Com mais de seis anos desde a sua primeira música oficial, Mia Badgyal sentiu que estava finalmente pronta para lançar agora seu disco de estreia. Assim, EMERGÊNCIA chegou ao streaming no último mês e, em pouco tempo, conquistou os fãs da artista através da versatilidade apresentada ao longo de 16 faixas. O trabalho, entretanto, desempenhou uma função vital para ela, como um “vazio precisando ser preenchido”, segundo conta à Híbrida.

Além de EMERGÊNCIA, cuja produção executiva é do duo Cyberkills e traz nomes como Frimes, Boombeat, CHAMELEO e Jup do Bairro entre as parcerias, a pandemia também trouxe uma transformação pessoal na vida de Mia. “Comecei a transacionar em 2021, mas antes desse processo eu já me enxergava como uma pessoa não-binária”, conta a artista e drag queen, que afirma também: “Amo ser travesti.

◆ ◆ ◆ ◆ ◆

* [EXERCÍCIOS]
1. Responda às perguntas sobre o texto:
(a) Quantas faixas tem EMERGÊNCIA?
(b) Quem assina a produção executiva do disco?
(c) Há quanto tempo saiu a primeira música oficial de Mia Badgyal?
2. Quais nomes o texto cita entre as parcerias de EMERGÊNCIA?
3. Reproduza o trecho do texto que vai de "Com mais de" até "conta à Híbrida.".
Responda usando somente o texto.

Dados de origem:
◆ ◆ ◆ ◆ ◆

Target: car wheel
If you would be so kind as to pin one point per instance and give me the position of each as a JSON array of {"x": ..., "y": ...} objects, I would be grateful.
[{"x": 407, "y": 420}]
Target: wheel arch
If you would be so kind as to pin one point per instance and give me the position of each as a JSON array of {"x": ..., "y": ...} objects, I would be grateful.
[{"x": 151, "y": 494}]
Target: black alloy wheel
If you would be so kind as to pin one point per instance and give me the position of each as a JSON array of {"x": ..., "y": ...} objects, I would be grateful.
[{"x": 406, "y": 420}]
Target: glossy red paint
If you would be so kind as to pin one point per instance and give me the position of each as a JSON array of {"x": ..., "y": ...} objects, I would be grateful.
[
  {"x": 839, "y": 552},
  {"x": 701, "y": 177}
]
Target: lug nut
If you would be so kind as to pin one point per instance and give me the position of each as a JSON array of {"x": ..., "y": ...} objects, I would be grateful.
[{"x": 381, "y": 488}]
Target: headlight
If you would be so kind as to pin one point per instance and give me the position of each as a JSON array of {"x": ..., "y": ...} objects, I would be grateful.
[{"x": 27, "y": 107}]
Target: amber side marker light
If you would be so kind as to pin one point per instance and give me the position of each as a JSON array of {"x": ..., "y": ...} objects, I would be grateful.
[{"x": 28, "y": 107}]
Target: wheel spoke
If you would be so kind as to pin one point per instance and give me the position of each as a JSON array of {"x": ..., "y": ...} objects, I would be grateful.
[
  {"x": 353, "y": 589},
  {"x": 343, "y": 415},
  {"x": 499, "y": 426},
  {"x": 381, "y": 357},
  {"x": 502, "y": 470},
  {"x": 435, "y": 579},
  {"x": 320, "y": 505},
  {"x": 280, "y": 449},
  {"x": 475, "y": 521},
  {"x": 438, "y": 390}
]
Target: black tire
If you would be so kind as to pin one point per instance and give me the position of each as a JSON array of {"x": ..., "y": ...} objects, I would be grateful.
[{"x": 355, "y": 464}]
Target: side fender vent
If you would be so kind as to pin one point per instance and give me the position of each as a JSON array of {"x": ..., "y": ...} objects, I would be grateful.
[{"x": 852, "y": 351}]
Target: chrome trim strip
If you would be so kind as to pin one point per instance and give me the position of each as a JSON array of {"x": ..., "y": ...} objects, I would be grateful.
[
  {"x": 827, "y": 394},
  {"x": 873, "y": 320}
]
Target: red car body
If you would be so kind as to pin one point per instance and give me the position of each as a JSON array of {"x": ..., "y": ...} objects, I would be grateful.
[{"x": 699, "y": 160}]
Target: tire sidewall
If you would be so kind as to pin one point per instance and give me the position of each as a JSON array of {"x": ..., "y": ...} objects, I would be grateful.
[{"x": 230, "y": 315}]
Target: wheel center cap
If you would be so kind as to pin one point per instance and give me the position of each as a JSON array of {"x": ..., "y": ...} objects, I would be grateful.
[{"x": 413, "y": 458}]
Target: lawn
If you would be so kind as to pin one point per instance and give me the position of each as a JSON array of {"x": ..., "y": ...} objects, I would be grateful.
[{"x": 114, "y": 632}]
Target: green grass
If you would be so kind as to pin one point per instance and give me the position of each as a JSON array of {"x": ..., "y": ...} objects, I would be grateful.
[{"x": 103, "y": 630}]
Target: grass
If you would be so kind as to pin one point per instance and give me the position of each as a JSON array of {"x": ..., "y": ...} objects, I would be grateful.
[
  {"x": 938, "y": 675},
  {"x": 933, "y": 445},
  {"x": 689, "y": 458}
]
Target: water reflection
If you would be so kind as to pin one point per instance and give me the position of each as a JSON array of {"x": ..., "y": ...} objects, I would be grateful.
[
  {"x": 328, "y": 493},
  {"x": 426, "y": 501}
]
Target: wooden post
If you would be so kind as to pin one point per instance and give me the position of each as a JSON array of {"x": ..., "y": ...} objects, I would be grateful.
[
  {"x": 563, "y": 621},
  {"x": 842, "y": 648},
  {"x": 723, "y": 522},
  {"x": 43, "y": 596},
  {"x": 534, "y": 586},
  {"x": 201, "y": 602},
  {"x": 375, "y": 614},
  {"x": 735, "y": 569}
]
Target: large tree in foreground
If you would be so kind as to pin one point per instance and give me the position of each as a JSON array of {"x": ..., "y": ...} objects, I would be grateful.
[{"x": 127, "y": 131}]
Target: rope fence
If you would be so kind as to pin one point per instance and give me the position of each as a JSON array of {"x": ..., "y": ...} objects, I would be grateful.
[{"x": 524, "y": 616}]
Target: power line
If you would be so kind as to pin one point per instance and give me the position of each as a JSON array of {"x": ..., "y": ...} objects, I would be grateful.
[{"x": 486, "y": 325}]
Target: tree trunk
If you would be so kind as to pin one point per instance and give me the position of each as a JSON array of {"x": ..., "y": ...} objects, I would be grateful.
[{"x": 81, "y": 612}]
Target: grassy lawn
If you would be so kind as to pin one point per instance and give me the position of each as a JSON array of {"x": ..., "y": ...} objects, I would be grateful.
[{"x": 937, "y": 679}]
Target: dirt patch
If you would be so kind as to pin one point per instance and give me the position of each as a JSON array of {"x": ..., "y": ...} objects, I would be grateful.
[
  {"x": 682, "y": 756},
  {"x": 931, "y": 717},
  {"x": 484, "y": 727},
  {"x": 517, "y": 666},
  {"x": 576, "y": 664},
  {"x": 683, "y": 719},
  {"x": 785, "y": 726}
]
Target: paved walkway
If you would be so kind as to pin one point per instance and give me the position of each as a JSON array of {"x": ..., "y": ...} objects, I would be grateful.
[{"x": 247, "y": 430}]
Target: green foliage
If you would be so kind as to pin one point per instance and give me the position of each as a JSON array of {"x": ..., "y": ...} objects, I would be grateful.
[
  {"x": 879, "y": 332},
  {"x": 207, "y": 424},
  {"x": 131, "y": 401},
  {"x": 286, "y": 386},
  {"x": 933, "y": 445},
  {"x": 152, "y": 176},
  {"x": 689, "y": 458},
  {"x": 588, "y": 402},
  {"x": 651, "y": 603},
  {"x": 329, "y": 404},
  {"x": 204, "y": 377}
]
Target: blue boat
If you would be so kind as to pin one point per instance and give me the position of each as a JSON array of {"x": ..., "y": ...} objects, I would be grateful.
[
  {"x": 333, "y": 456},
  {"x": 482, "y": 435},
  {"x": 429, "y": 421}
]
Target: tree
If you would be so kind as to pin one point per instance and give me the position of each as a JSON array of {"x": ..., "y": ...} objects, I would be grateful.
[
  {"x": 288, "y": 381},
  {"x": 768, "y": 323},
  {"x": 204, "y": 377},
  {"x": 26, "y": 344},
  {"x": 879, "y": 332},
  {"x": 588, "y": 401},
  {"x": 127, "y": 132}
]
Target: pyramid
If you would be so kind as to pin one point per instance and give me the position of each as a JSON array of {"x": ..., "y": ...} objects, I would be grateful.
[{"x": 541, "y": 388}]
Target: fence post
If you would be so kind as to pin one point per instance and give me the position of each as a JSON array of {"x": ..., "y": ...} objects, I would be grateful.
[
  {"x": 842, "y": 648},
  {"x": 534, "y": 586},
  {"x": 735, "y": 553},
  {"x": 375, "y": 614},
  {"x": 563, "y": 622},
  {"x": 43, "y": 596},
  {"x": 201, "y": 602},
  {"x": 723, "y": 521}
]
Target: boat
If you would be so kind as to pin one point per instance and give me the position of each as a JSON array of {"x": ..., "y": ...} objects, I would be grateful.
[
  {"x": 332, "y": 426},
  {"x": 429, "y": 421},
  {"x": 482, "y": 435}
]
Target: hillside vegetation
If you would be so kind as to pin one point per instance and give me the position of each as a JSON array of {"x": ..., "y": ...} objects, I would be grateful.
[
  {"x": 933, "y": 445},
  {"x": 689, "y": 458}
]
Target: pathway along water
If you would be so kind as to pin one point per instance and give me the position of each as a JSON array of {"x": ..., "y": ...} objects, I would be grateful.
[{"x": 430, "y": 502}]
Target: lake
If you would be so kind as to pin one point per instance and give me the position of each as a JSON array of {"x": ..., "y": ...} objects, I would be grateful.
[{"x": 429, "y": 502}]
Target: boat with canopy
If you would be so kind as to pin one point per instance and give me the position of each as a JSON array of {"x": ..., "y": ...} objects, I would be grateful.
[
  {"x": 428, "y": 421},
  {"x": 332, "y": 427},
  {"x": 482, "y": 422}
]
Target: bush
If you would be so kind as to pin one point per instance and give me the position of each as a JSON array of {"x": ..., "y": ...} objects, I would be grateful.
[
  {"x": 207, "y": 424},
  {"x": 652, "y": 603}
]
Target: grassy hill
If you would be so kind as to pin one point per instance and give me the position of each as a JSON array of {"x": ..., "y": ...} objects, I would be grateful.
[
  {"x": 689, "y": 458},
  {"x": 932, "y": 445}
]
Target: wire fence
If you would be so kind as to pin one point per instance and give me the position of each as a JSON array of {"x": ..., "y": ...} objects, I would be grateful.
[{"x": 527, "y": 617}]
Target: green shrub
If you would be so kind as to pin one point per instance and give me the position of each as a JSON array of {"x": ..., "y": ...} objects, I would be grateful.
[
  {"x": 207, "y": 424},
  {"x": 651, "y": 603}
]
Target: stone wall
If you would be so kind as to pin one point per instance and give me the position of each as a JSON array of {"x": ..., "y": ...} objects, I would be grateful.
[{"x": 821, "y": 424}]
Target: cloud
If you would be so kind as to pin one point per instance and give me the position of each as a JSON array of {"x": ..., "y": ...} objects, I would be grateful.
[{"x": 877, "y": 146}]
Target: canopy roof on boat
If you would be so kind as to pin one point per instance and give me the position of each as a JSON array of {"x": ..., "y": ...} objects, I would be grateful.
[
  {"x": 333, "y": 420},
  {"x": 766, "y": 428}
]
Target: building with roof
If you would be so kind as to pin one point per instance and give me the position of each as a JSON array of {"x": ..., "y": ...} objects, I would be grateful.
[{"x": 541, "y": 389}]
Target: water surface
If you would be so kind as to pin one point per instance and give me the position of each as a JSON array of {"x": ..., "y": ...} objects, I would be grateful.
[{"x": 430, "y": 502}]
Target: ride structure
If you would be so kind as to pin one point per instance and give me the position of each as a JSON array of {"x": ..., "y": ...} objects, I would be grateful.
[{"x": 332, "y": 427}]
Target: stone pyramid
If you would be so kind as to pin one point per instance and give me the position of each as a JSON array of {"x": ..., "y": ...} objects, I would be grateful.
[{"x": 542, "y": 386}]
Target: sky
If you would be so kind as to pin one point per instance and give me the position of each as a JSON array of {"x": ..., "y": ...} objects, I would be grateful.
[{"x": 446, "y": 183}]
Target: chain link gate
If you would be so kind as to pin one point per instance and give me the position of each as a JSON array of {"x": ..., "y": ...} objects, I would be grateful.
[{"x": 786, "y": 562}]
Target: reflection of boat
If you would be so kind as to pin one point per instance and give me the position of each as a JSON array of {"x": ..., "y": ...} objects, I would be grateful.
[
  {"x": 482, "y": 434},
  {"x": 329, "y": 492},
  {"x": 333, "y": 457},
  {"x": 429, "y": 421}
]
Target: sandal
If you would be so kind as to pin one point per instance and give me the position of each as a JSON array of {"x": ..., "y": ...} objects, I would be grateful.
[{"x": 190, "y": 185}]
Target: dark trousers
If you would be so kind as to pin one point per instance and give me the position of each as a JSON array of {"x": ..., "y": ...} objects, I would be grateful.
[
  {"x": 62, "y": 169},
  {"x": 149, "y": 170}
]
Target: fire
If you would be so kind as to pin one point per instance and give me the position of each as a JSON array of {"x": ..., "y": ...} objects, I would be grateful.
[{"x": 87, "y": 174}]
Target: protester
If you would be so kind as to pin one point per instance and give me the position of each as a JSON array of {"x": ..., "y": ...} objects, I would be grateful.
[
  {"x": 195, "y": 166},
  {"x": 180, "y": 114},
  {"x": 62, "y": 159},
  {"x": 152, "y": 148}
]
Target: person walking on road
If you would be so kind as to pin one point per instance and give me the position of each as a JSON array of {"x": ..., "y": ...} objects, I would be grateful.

◆ ◆ ◆ ◆ ◆

* [RESPOSTAS]
1.
(a) 16 faixas.
(b) O duo Cyberkills.
(c) Há mais de seis anos.

2. Frimes, Boombeat, CHAMELEO e Jup do Bairro.

3.
Com mais de seis anos desde a sua primeira música oficial, Mia Badgyal sentiu que estava finalmente pronta para lançar agora seu disco de estreia. Assim, EMERGÊNCIA chegou ao streaming no último mês e, em pouco tempo, conquistou os fãs da artista através da versatilidade apresentada ao longo de 16 faixas. O trabalho, entretanto, desempenhou uma função vital para ela, como um “vazio precisando ser preenchido”, segundo conta à Híbrida.